At UW, Professor Schwartz’s laboratory is developing new single molecule platforms for whole genome analysis, through the concerted understanding and exploitation of novel polymer effects within confined geometries. These new findings are embraced within an integrated high-throughput environment to address important biological questions regarding basic genomic structural, and functional issues in normal and cancer genomes, as well as addressing the need for the high-resolution analysis of populations to foster effective association studies.

2004 Sixth Annual Beckman Scholars Symposium
Arnold and Mabel Beckman Foundation

"The New Biology: Single Molecule Systems, Whole genomes"

David C. Schwartz, Ph.D.
Kellett Professor of Genetics and Chemistry
Director, Genomic Sciences Training Program
University of Wisconsin, Madison

Single molecule approaches are enabling researchers to understand mechanistic details and events that commonly evade traditional means that employ bulk analysis techniques, which obscure valuable distributions. With some notable exceptions, the single molecule approaches currently in use are quite toilsome and very low throughput. Given the modern requirements for large and complex datasets, a critical need for high-throughput single molecule approaches has emerged within the biological community. This need has emerged due to the recent appreciation of what large, complex datasets offer, when optimally interfaced with powerful analysis and experimental systems. In this regard, high-throughput, single molecule systems provide the necessary platform for whole genome analysis that is applicable to a broad range of biological problems. High-resolution, whole genome analysis has been gaining favor because we now have the means to grapple with the complexities of “real” biological systems, both locally and in terms of meaningful populations.

In this talk, I plan to present our single molecule platforms, and their application to a broad range of biological problems, both current and future.

## SUPPLIED ENTRIES
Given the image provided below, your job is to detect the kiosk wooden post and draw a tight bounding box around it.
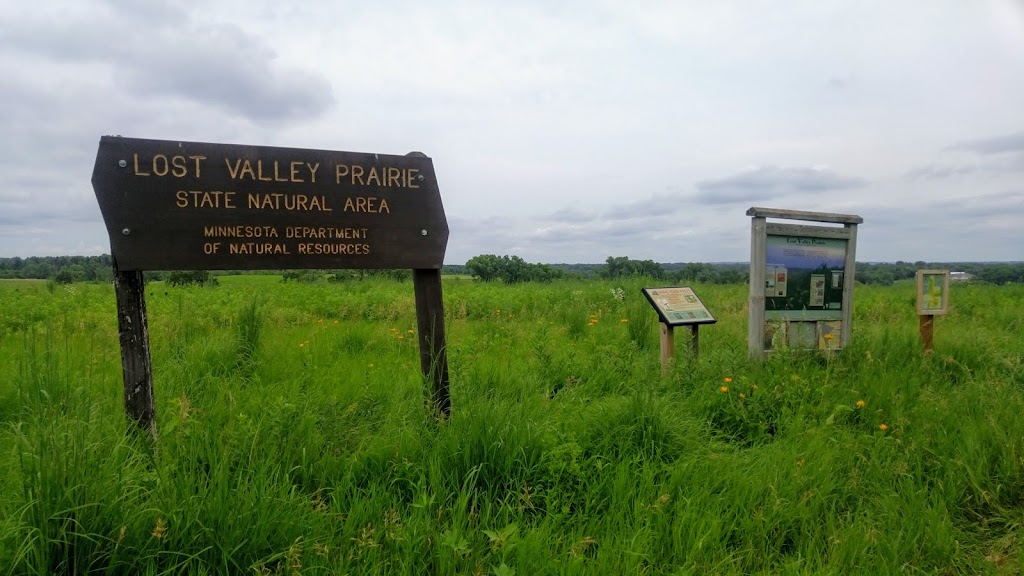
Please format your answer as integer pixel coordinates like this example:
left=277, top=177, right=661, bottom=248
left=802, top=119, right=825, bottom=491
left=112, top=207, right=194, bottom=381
left=92, top=136, right=451, bottom=430
left=641, top=286, right=718, bottom=376
left=916, top=270, right=949, bottom=354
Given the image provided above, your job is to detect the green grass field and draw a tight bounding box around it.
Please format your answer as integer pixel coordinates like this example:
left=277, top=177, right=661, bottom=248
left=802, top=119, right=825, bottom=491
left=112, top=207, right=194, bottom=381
left=0, top=276, right=1024, bottom=576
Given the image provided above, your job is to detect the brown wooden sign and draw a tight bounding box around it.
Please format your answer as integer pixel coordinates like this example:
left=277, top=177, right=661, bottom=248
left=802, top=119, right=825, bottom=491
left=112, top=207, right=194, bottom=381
left=92, top=136, right=451, bottom=432
left=92, top=136, right=449, bottom=271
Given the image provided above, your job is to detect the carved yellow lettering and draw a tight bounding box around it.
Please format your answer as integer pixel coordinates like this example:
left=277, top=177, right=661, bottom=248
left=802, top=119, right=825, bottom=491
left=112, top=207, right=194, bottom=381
left=239, top=159, right=256, bottom=180
left=153, top=154, right=171, bottom=176
left=273, top=160, right=288, bottom=182
left=367, top=166, right=381, bottom=186
left=171, top=156, right=188, bottom=178
left=256, top=159, right=276, bottom=182
left=224, top=158, right=242, bottom=180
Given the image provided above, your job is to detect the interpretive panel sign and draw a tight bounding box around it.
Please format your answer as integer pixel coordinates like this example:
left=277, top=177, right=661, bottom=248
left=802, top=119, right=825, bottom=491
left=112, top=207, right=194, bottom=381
left=918, top=270, right=949, bottom=316
left=765, top=235, right=847, bottom=321
left=92, top=136, right=449, bottom=271
left=641, top=286, right=718, bottom=326
left=746, top=206, right=864, bottom=358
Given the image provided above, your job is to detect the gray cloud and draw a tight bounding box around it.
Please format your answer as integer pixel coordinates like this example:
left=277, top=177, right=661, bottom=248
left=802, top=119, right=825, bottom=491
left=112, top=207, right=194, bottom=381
left=0, top=0, right=335, bottom=122
left=950, top=131, right=1024, bottom=155
left=696, top=166, right=867, bottom=204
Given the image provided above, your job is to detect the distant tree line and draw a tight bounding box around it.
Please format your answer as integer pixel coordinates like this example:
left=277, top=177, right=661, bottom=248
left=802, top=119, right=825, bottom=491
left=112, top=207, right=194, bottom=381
left=0, top=254, right=112, bottom=284
left=0, top=254, right=1024, bottom=286
left=857, top=260, right=1024, bottom=286
left=466, top=254, right=565, bottom=284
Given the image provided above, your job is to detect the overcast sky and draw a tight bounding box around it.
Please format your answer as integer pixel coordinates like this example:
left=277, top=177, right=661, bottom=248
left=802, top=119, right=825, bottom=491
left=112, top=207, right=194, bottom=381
left=0, top=0, right=1024, bottom=263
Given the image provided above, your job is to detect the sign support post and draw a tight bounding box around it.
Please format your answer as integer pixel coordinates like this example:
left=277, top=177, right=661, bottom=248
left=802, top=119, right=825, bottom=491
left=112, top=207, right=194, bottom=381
left=413, top=269, right=452, bottom=418
left=114, top=260, right=157, bottom=440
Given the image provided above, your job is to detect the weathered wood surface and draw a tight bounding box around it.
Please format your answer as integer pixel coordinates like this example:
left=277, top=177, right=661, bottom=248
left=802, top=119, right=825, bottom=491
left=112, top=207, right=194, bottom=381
left=658, top=322, right=676, bottom=376
left=92, top=136, right=449, bottom=271
left=919, top=315, right=935, bottom=353
left=746, top=215, right=767, bottom=358
left=746, top=206, right=864, bottom=224
left=114, top=260, right=157, bottom=438
left=413, top=269, right=452, bottom=417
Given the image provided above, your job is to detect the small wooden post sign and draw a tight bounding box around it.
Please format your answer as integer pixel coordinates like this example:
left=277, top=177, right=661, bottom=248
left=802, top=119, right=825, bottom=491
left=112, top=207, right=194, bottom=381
left=918, top=270, right=949, bottom=352
left=640, top=286, right=718, bottom=375
left=92, top=136, right=450, bottom=431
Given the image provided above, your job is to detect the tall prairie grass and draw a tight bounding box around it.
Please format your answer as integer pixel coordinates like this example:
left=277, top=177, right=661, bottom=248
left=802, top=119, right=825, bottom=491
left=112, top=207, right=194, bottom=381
left=0, top=277, right=1024, bottom=575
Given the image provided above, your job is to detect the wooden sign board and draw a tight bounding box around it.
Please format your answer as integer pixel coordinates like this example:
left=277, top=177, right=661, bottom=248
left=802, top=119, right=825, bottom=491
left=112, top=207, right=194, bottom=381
left=746, top=207, right=864, bottom=358
left=918, top=270, right=949, bottom=316
left=92, top=136, right=449, bottom=271
left=641, top=286, right=718, bottom=326
left=92, top=136, right=451, bottom=430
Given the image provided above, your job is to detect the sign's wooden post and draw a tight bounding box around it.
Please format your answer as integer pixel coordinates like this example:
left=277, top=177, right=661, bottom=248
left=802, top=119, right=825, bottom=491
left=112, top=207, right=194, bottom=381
left=918, top=314, right=935, bottom=352
left=114, top=260, right=157, bottom=439
left=658, top=322, right=676, bottom=376
left=690, top=324, right=700, bottom=360
left=916, top=270, right=949, bottom=353
left=92, top=136, right=451, bottom=435
left=413, top=270, right=452, bottom=418
left=640, top=286, right=718, bottom=376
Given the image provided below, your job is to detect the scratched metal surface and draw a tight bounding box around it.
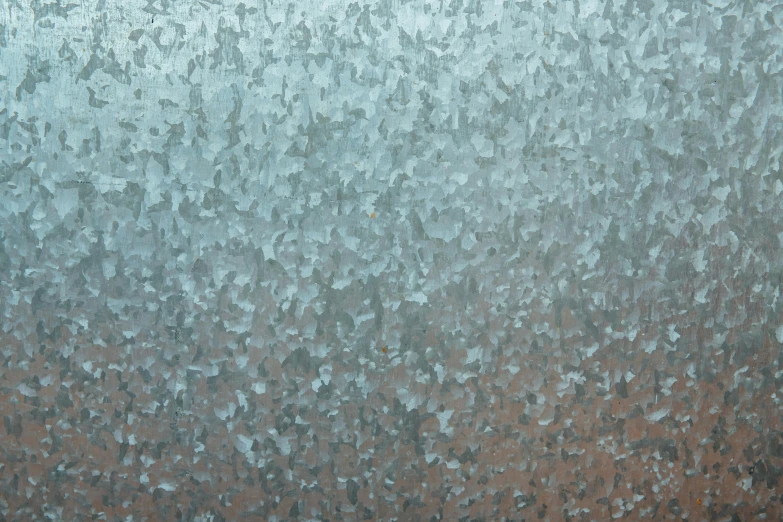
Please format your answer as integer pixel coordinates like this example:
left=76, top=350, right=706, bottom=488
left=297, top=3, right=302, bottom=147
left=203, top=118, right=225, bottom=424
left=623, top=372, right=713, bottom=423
left=0, top=0, right=783, bottom=521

## COMPLETE THE FOLLOWING
1. Rewrite the text on single molecule genome analysis between "At UW, Professor" and "effective association studies.", inclusive, putting "research group" in place of "laboratory".
2. Extend the text on single molecule genome analysis with a continuation that picks up after its final sentence.

## ANSWERS TO THE EXERCISE
1.
At UW, Professor Schwartz’s research group is developing new single molecule platforms for whole genome analysis, through the concerted understanding and exploitation of novel polymer effects within confined geometries. These new findings are embraced within an integrated high-throughput environment to address important biological questions regarding basic genomic structural, and functional issues in normal and cancer genomes, as well as addressing the need for the high-resolution analysis of populations to foster effective association studies.

2.
Professor Schwartz has been working in the field of genomic analysis since 1975, when he was an undergraduate at Hampshire College in Amherst Massachusetts. During his senior year, he worked in a Harvard University laboratory using viscoelastic measurements to determine the sizes of a series of eukaryotic genomes. There, he conceived a radical approach for the electrophoretic separation of very large DNA molecules, which at the time was poorly received. After starting graduate school at University of California-San Diego, under the mentorship of Professor Bruno Zimm, he was able to further develop this concept. A transfer to Columbia University, under the mentorship of Professor Charles Cantor, enabled the creation of Pulsed Field Gel Electrophoresis, and a series of publications, which help to establish the basis for the recently completed Human Genome Initiative. Upon graduation from Columbia University (Dept. of Chemistry), Professor Schwartz became the first Staff Associate at The Carnegie Institution of Washington, Dept. of Embryology, who did not have prior post-doctoral experience. There he pioneered single molecule techniques to study DNA polymer dynamics during electrophoresis. In 1989, he was appointed as an Assistant Professor of Chemistry and Biochemistry at New York University, New York, and was later given an adjunct appointment in the Computer Science Department (Courant Institute for the Mathematical Sciences). At New York University, he developed the Optical Mapping System, which is the first practical single molecule approach for whole genome analysis. In 1999, Professor Schwartz, moved his laboratory to the University of Wisconsin-Madison, where he was made a Full Professor in the departments of Genetics, Chemistry, and the UW Biotechnology Center.